Copy out every line in the items below that contains the word "dark".
_ _ _ _ _
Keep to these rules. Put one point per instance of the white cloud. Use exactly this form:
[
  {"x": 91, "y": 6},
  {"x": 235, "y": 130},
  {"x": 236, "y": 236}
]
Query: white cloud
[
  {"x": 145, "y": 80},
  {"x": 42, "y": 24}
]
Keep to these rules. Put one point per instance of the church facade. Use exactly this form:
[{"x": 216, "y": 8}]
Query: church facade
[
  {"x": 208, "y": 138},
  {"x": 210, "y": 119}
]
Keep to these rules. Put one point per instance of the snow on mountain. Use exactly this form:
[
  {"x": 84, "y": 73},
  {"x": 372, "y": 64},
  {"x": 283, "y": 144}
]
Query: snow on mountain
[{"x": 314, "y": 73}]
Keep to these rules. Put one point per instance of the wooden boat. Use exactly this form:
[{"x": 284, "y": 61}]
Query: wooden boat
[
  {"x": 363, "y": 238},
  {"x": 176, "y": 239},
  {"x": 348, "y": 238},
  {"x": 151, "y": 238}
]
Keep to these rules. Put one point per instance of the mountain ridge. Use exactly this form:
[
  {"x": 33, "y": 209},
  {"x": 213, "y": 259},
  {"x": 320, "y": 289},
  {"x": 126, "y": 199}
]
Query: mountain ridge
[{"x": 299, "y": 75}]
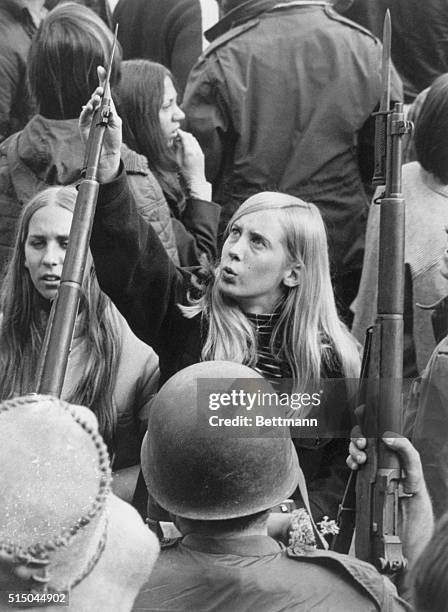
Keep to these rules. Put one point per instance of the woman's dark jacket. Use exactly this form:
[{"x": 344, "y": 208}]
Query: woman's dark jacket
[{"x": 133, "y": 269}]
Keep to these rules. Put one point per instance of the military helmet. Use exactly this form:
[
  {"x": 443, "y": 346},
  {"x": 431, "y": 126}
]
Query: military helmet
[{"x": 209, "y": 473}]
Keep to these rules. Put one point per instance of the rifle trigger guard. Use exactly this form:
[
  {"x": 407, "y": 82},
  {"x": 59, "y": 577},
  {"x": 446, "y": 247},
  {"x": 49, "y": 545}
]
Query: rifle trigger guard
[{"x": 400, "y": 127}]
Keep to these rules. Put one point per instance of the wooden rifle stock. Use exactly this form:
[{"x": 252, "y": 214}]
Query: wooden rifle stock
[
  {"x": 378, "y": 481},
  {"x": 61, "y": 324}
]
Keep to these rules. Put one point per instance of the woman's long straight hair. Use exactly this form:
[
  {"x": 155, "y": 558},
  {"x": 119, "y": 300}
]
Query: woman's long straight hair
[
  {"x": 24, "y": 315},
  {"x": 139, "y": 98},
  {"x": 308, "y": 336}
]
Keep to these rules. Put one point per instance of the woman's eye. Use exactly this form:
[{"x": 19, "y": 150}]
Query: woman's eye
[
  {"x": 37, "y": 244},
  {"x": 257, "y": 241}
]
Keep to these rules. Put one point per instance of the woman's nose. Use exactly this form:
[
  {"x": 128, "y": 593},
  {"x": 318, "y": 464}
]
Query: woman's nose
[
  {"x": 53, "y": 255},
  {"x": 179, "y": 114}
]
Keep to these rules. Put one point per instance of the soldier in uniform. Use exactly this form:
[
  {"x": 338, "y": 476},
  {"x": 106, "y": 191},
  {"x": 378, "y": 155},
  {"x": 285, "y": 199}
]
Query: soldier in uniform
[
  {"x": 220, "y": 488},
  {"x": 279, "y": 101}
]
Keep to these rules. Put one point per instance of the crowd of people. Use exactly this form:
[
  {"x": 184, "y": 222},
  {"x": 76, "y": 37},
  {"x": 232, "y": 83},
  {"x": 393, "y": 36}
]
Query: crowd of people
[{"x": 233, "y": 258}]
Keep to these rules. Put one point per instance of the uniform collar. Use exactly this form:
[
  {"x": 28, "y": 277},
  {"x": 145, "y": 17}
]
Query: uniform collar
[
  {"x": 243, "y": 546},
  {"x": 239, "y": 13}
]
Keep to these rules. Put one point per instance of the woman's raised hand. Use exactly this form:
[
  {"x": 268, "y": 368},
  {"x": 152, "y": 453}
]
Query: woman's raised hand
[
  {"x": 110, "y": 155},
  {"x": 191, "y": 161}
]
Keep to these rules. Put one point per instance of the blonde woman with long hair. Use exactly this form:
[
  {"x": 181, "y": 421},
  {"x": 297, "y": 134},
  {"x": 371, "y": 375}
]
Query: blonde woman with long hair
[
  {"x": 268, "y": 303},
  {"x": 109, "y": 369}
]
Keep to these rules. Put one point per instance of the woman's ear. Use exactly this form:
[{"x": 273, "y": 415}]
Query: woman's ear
_ _ _ _ _
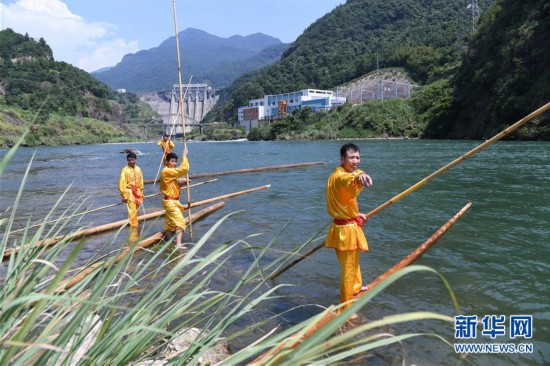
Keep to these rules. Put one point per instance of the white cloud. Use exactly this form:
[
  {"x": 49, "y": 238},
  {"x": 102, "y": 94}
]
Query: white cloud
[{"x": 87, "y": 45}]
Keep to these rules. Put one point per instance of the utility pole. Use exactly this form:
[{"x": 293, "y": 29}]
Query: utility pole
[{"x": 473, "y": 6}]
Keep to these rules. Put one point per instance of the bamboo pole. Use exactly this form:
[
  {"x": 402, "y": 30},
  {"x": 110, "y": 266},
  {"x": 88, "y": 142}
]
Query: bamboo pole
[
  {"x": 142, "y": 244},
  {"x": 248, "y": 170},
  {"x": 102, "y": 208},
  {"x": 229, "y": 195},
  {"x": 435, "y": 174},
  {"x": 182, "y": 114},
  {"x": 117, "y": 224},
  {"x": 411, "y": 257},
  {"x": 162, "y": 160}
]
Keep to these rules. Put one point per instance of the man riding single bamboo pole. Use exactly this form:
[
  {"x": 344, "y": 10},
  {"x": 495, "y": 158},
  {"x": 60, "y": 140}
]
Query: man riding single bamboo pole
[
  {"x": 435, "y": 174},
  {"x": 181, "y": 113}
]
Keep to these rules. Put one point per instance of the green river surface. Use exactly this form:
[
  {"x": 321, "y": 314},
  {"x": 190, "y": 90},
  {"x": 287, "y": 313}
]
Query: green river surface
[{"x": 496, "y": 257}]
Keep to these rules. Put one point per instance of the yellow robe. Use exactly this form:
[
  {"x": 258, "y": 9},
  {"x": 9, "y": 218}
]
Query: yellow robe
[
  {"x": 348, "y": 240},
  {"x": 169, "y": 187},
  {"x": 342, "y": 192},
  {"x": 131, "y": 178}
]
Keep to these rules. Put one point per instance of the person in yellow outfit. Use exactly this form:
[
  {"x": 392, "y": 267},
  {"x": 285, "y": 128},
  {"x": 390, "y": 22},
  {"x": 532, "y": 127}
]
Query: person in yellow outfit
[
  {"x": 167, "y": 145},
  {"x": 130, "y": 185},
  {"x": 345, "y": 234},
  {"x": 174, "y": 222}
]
_ _ _ _ _
Written response
Keep to these rules. Put one point per instance of the woman's dark jacket. Use exactly this form:
Query: woman's dark jacket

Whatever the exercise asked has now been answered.